→ **ACTIVITY**:
Could you pick up the court opinion on the backhoe accident, which appears below ahead of the material, and keep writing it from its final sentence onward?

→ **TEXT SECTION**:
------------
On appeal from Superior Court of New Jersey, Law Division, Bergen County, Docket No. L-3522-08.

Per curiam.


Submitted January 25, 2012 -

Before Judges Graves, Harris and Koblitz.

Plaintiff Raul Carneiro*fn1 was seriously injured when he was struck by a backhoe while replacing underground water pipes at a construction site in Elmwood Park on April 25, 2007. At the time of the accident, plaintiff was employed by Central Pipe, Inc. (Central Pipe), a subcontractor hired by defendant P.M. Construction Corporation (P.M.), the general contractor for the project and the owner of the backhoe. After the manufacturer of the backhoe, John Deere, was granted summary judgment, plaintiff settled his claims against P.M. and defendant Jesco, Inc. (Jesco), which sold the backhoe to P.M. Therefore, the only remaining issue was the allocation of liability (and plaintiff's damages) between P.M. and Jesco.

Following a four day trial, the jury allocated ninety-five percent of the liability to P.M. and five percent to Jesco. P.M. appeals from the order of judgment entered on February 23, 2011, and a subsequent order denying its motion for judgment not withstanding the verdict and a new trial. For the reasons that follow, we affirm.
------------
→ **AVAILABLE DATA**:
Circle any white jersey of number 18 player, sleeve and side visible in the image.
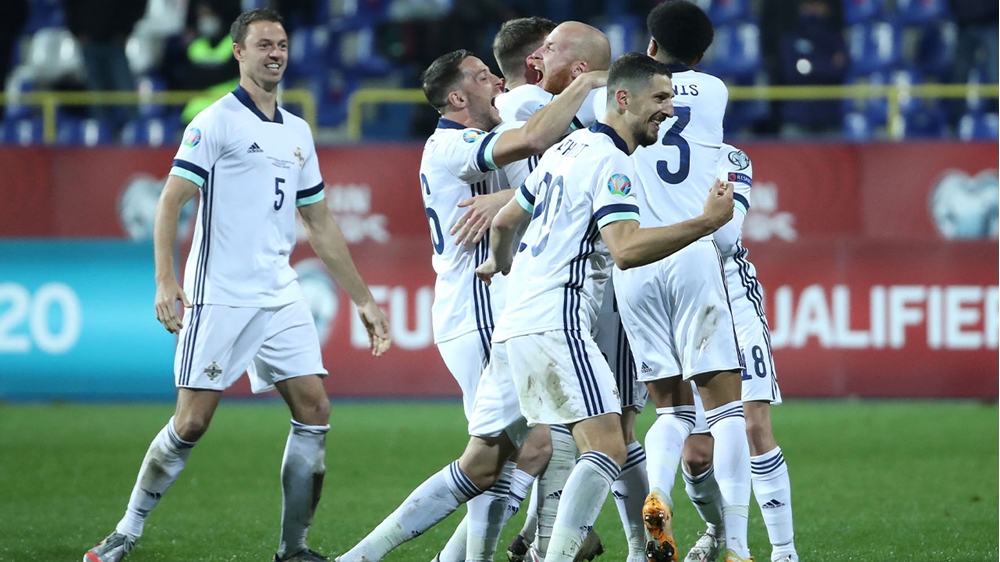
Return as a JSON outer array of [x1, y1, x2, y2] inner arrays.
------------
→ **RESPONSE**:
P.M. purchased the backhoe from Jesco in 2002, approximately five years prior to the accident. At the time of purchase, P.M. requested modifications to the rear control console. The modifications performed by Jesco included a "swap-out" of John Deere standard parts for an "alternate lever arrangement" of the backhoe arm controls.

At the time of the accident, the backhoe was being operated by Manual Martins (Martins), an employee of Central Pipe. While plaintiff was using a jackhammer to break asphalt, Martins used the backhoe's bucket loader to place the broken asphalt into an adjacent dump truck. As Martins rotated his seat to face the front of the backhoe, the seat came in contact with the control levers for the backhoe arm causing the arm to swing out and hit plaintiff, pinning him against the truck.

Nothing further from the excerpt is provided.